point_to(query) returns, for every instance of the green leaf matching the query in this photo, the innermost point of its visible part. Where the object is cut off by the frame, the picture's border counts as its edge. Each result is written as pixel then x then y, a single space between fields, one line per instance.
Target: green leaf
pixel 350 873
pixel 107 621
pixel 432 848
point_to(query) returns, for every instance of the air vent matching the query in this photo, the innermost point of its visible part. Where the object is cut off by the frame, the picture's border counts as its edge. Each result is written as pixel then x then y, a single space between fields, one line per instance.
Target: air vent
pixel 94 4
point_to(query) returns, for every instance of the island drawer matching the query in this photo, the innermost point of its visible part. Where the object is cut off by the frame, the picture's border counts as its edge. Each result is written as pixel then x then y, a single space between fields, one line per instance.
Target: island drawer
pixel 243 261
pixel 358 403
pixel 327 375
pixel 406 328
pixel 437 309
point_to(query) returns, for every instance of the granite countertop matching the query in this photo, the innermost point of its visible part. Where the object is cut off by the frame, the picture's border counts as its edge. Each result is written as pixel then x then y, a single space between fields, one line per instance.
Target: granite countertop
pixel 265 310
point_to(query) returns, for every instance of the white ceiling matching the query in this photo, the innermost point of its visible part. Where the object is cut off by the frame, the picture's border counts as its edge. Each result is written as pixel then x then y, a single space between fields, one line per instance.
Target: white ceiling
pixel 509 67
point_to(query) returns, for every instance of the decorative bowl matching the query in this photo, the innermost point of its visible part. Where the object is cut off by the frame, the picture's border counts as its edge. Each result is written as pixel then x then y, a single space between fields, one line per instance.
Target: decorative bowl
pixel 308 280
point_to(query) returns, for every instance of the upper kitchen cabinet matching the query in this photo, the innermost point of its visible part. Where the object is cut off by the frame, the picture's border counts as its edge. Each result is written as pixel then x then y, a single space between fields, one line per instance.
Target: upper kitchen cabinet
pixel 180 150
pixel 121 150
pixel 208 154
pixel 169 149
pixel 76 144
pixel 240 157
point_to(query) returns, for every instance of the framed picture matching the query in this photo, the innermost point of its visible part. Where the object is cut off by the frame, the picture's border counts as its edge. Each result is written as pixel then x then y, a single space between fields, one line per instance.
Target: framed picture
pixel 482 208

────────

Problem to solve: Beginning with the first line above, transcribe all of the data exactly.

Problem solution:
point_to(query) returns, for every instance of the green leaf matching the query in this photo, the innermost point of its visible part. Where the object is cut off by the frame, the picture's border counts as its edge. Each result is written as pixel then x then y, a single space between fields, one line per instance.
Target: green leaf
pixel 350 873
pixel 107 621
pixel 432 848
point_to(query) returns, for every instance of the air vent matching the query in this photo, the innermost point of its visible part. Where the object is cut off by the frame, the picture's border counts as its edge. Each result is written as pixel then x then y, a single space between fields, one line per instance.
Target: air vent
pixel 94 4
point_to(query) returns, for every instance of the island drawer matching the query in this photo, the innermost point of its visible part. Where the object is cut off by the frame, the picture's border counts as its edge. Each result is written as pixel then x then y, a single space between fields, one line per instance.
Target: island drawer
pixel 243 261
pixel 358 403
pixel 327 375
pixel 406 328
pixel 437 309
point_to(query) returns, for every instance of the granite countertop matching the query in this photo, the innermost point of its visible part. Where the object is cut off by the frame, the picture's border counts as its edge. Each result is written as pixel then x then y, a single space between fields, one line per instance.
Target: granite countertop
pixel 265 310
point_to(query) returns, for every instance of the white ceiling matching the query in this photo, the innermost point of its visible part. Where the object is cut off by the frame, the picture's border counts as its edge. Each result is written as pixel then x then y, a single space between fields, one line per instance.
Target: white ceiling
pixel 509 67
point_to(query) returns, for every instance of the decorative bowl matching the query in this photo, the innermost point of its visible part. Where the object is cut off by the frame, the picture's border counts as its edge. Each result is written as pixel then x then y, a single space between fields, one line per instance.
Target: decorative bowl
pixel 308 280
point_to(query) returns, for every instance of the upper kitchen cabinet matching the query in this photo, the innermost point of its visible part. Where the object is cut off by the frame, the picture's border counts as its edge. Each result is written as pixel then x then y, a single space between fields, one line per instance.
Target: upper kitchen cabinet
pixel 180 150
pixel 121 150
pixel 208 154
pixel 169 149
pixel 76 144
pixel 240 157
point_to(query) returns, for every instance of the framed picture matching the query in this photo, the innermost point of its visible part. Where the object is cut off by the frame, the picture's border counts as its edge. Each result is written as pixel then x then y, a single space between fields, one line per instance.
Target: framed picture
pixel 482 208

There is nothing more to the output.